- [OBJECTIVE]:
Report every line in the items below that contains the string "shrub". Case matters.

━━━━━━━━━━━━━━━━━━━━━━━━━━━━━━

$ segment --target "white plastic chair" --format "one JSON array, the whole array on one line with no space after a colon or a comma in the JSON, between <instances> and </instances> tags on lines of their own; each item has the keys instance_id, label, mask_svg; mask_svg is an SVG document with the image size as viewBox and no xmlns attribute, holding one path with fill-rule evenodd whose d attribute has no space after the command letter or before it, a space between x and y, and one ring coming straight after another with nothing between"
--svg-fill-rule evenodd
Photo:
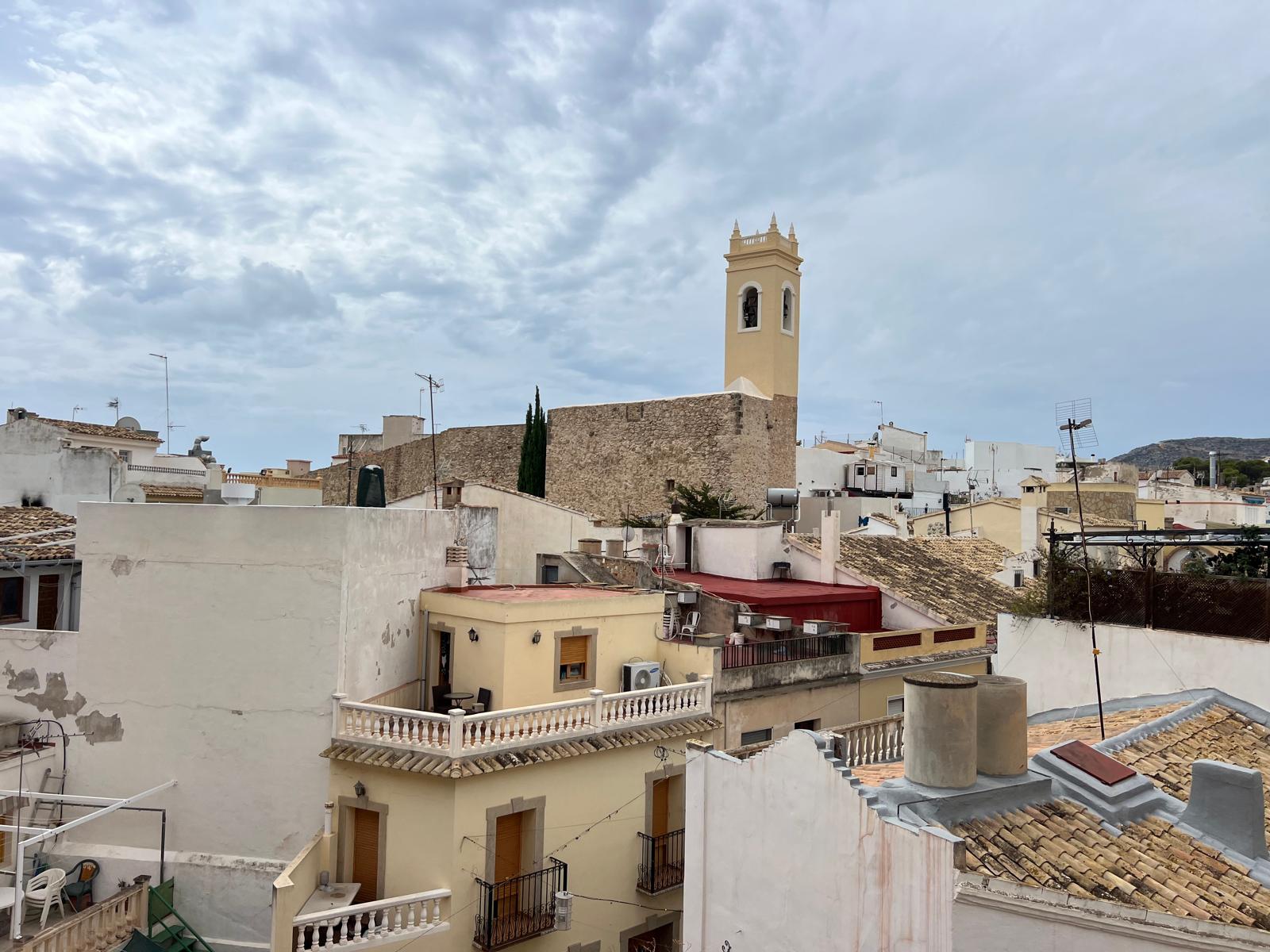
<instances>
[{"instance_id":1,"label":"white plastic chair","mask_svg":"<svg viewBox=\"0 0 1270 952\"><path fill-rule=\"evenodd\" d=\"M44 872L32 876L27 882L27 889L23 890L23 897L27 901L27 908L38 906L39 908L39 928L44 928L44 923L48 922L48 910L57 906L57 911L61 914L62 919L66 918L66 910L62 908L62 886L66 885L66 871L65 869L44 869Z\"/></svg>"}]
</instances>

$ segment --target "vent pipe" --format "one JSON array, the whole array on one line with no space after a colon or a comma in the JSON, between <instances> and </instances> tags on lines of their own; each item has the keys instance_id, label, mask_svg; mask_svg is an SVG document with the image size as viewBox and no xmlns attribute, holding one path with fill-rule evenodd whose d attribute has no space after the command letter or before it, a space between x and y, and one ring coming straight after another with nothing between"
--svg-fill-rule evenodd
<instances>
[{"instance_id":1,"label":"vent pipe","mask_svg":"<svg viewBox=\"0 0 1270 952\"><path fill-rule=\"evenodd\" d=\"M467 586L467 546L446 546L446 588Z\"/></svg>"},{"instance_id":2,"label":"vent pipe","mask_svg":"<svg viewBox=\"0 0 1270 952\"><path fill-rule=\"evenodd\" d=\"M904 777L925 787L974 786L978 684L952 671L904 675Z\"/></svg>"},{"instance_id":3,"label":"vent pipe","mask_svg":"<svg viewBox=\"0 0 1270 952\"><path fill-rule=\"evenodd\" d=\"M979 773L1017 777L1027 772L1027 682L977 674Z\"/></svg>"}]
</instances>

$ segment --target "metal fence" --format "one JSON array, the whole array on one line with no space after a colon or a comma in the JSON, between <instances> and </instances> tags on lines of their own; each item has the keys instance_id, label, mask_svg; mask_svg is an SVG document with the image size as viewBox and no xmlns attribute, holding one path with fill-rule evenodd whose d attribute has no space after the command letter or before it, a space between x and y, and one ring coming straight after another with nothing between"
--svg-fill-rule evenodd
<instances>
[{"instance_id":1,"label":"metal fence","mask_svg":"<svg viewBox=\"0 0 1270 952\"><path fill-rule=\"evenodd\" d=\"M1055 566L1049 594L1054 617L1088 619L1082 567ZM1093 566L1092 607L1093 621L1106 625L1270 641L1266 579Z\"/></svg>"},{"instance_id":2,"label":"metal fence","mask_svg":"<svg viewBox=\"0 0 1270 952\"><path fill-rule=\"evenodd\" d=\"M806 635L800 638L779 641L749 641L744 645L723 646L724 668L751 668L780 661L808 661L815 658L833 658L851 650L847 632L833 635Z\"/></svg>"},{"instance_id":3,"label":"metal fence","mask_svg":"<svg viewBox=\"0 0 1270 952\"><path fill-rule=\"evenodd\" d=\"M660 836L639 834L640 863L636 886L644 892L660 892L683 885L683 830Z\"/></svg>"},{"instance_id":4,"label":"metal fence","mask_svg":"<svg viewBox=\"0 0 1270 952\"><path fill-rule=\"evenodd\" d=\"M476 934L483 949L502 948L555 929L555 894L569 889L569 867L549 857L544 868L502 882L476 880Z\"/></svg>"}]
</instances>

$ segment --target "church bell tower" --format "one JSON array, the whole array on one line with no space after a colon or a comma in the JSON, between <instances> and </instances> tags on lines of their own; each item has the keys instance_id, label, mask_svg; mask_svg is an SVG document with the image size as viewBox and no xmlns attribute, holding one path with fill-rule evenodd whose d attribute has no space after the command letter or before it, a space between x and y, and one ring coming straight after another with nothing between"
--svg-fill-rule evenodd
<instances>
[{"instance_id":1,"label":"church bell tower","mask_svg":"<svg viewBox=\"0 0 1270 952\"><path fill-rule=\"evenodd\" d=\"M742 235L732 226L724 320L724 390L798 396L799 291L803 273L794 226Z\"/></svg>"}]
</instances>

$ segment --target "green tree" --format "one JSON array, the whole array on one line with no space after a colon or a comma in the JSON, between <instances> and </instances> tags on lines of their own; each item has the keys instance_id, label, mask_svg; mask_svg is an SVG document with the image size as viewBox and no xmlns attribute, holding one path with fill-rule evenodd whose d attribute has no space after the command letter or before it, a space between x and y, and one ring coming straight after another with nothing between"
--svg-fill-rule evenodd
<instances>
[{"instance_id":1,"label":"green tree","mask_svg":"<svg viewBox=\"0 0 1270 952\"><path fill-rule=\"evenodd\" d=\"M542 411L538 388L533 388L533 402L525 409L525 435L521 438L521 467L516 473L516 487L531 496L547 495L547 416Z\"/></svg>"},{"instance_id":2,"label":"green tree","mask_svg":"<svg viewBox=\"0 0 1270 952\"><path fill-rule=\"evenodd\" d=\"M742 505L728 490L716 491L709 482L676 486L667 504L685 519L757 519L753 506Z\"/></svg>"}]
</instances>

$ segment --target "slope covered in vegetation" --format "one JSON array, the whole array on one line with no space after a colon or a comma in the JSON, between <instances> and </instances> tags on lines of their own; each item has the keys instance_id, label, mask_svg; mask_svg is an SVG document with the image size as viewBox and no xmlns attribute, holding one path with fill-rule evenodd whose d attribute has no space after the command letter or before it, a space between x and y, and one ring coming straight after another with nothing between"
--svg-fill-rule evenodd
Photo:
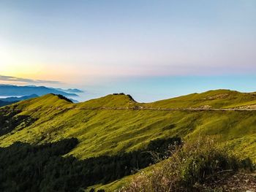
<instances>
[{"instance_id":1,"label":"slope covered in vegetation","mask_svg":"<svg viewBox=\"0 0 256 192\"><path fill-rule=\"evenodd\" d=\"M157 139L178 137L189 142L209 137L255 161L256 111L207 110L252 109L255 104L254 93L227 90L149 104L123 93L79 104L48 94L0 108L0 146L15 142L34 146L74 137L78 145L64 156L82 161L138 151ZM166 108L181 110L161 110Z\"/></svg>"}]
</instances>

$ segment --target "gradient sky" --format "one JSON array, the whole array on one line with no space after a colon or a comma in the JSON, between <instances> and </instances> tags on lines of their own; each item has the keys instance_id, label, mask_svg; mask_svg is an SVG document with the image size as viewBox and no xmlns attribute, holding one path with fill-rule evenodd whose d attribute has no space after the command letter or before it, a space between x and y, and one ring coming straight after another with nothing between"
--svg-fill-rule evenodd
<instances>
[{"instance_id":1,"label":"gradient sky","mask_svg":"<svg viewBox=\"0 0 256 192\"><path fill-rule=\"evenodd\" d=\"M256 91L255 0L0 0L0 83L140 101Z\"/></svg>"}]
</instances>

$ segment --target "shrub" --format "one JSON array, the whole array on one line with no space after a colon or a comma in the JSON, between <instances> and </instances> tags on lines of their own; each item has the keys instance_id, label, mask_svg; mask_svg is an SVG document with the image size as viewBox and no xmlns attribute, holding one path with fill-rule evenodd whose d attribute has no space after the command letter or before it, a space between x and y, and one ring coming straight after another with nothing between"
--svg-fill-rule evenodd
<instances>
[{"instance_id":1,"label":"shrub","mask_svg":"<svg viewBox=\"0 0 256 192\"><path fill-rule=\"evenodd\" d=\"M212 140L184 143L178 146L168 159L146 174L141 172L122 192L193 191L239 169L252 170L250 159L241 160L219 148Z\"/></svg>"}]
</instances>

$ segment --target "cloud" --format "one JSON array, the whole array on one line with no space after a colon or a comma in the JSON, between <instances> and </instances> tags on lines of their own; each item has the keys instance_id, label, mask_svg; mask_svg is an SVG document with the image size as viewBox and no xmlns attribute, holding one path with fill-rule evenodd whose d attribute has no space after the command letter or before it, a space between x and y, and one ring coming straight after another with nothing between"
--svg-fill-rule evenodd
<instances>
[{"instance_id":1,"label":"cloud","mask_svg":"<svg viewBox=\"0 0 256 192\"><path fill-rule=\"evenodd\" d=\"M5 76L0 75L0 82L23 82L23 83L33 83L33 84L61 84L61 82L59 81L53 81L53 80L31 80L31 79L26 79L20 78L17 77L12 76Z\"/></svg>"}]
</instances>

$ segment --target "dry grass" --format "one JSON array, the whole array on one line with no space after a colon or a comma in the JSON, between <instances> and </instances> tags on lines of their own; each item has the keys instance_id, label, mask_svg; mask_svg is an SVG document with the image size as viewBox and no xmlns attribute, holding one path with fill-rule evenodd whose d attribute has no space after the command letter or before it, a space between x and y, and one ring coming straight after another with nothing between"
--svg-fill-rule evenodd
<instances>
[{"instance_id":1,"label":"dry grass","mask_svg":"<svg viewBox=\"0 0 256 192\"><path fill-rule=\"evenodd\" d=\"M184 143L161 166L150 173L141 172L119 192L198 191L241 169L252 170L252 162L228 154L212 140Z\"/></svg>"}]
</instances>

━━━━━━━━━━━━━━━━━━━━━━━━━━━━━━

- [SOLUTION FOR THIS PROBLEM]:
$ segment --target "shrub" --format "one JSON array, the whole array on one line with no space after a colon or a comma in the JSON, between <instances> and </instances> tags on lines of their own; each item has the keys instance_id, label, mask_svg; mask_svg is an SVG document with the image size as viewBox and no xmlns attribute, holding one path with fill-rule evenodd whose d attribute has no space after the command letter or before it, a space between x and y, and one ring coming straight after another with nothing between"
[{"instance_id":1,"label":"shrub","mask_svg":"<svg viewBox=\"0 0 256 192\"><path fill-rule=\"evenodd\" d=\"M212 140L184 143L178 146L168 159L146 174L141 172L122 192L193 191L239 169L252 170L250 159L241 160L219 148Z\"/></svg>"}]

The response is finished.